» Dataset
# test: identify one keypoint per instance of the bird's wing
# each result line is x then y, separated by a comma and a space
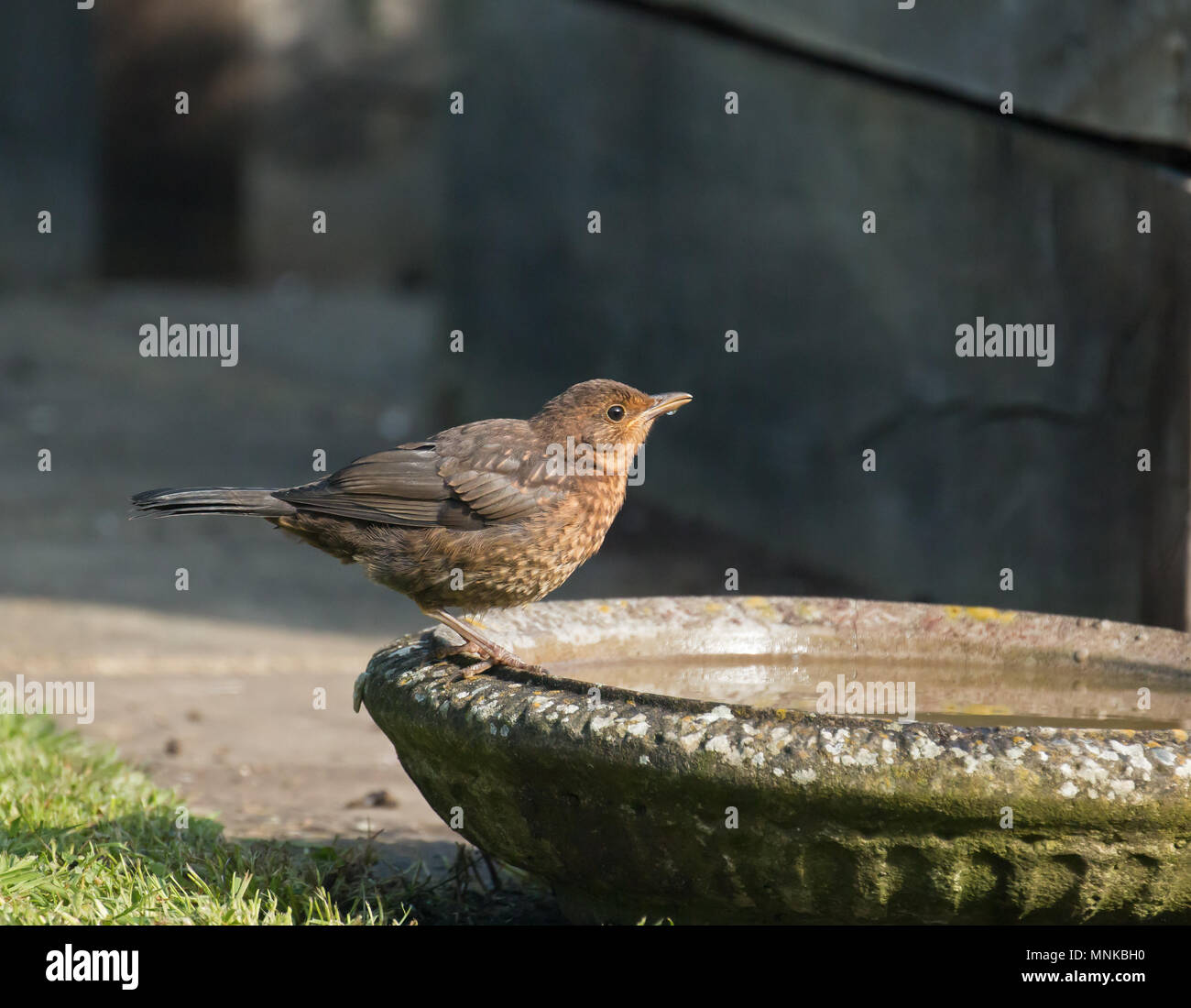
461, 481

--

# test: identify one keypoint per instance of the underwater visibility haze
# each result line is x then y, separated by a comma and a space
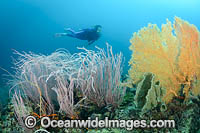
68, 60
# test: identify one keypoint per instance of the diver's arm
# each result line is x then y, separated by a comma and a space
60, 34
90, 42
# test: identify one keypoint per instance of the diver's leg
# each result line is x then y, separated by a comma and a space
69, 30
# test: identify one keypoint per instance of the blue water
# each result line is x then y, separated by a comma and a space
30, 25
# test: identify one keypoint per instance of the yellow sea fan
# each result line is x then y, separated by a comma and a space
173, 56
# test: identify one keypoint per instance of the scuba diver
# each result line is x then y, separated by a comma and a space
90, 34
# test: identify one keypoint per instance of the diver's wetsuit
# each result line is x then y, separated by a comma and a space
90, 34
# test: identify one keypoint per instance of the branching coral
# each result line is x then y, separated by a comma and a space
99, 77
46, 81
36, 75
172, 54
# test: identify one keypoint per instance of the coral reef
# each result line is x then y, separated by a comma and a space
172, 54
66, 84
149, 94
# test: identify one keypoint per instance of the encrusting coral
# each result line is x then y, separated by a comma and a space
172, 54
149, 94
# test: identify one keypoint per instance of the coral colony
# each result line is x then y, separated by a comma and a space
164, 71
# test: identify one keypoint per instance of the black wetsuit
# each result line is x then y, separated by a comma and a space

» Aim
Extract every line of the records that contains the word "coral", treating uppercase and lowercase letters as distinct.

» Solved exercise
# test: identify one keypoint per instance of the branching coral
# test: identify one keypoint per instance of the coral reef
# test: identify one keypoint per instance of the encrusting coral
# test: identify one keypoint per instance of the coral colony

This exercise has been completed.